*Source data*.
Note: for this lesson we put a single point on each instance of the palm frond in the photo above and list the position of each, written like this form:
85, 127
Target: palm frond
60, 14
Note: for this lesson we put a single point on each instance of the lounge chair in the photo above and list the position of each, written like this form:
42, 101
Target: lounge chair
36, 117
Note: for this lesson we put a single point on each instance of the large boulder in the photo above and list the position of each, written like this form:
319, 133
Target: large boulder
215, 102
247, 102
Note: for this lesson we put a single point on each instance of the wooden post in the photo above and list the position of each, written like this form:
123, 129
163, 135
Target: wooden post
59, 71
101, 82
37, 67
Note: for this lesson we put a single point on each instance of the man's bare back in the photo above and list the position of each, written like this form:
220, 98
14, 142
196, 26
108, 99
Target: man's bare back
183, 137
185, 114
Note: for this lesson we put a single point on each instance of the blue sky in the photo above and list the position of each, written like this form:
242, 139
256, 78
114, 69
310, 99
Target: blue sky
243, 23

*What to produce*.
Can you update the listing from the line with "of the man's" up to and including its final line, replacing "blue sky" with "clear sky" and leaving everything else unchanged?

*Full response*.
Note: for this lesson we put a single point on each instance of the man's bare back in the photo above and list the position of each, written like this form:
220, 98
14, 142
196, 26
108, 99
Target: man's bare back
183, 137
185, 114
Note: for this lesson we put a single point on each instance of the clear sky in the photo above and list the position of each, written like this form:
242, 139
256, 78
114, 69
310, 99
Target: clear sky
243, 23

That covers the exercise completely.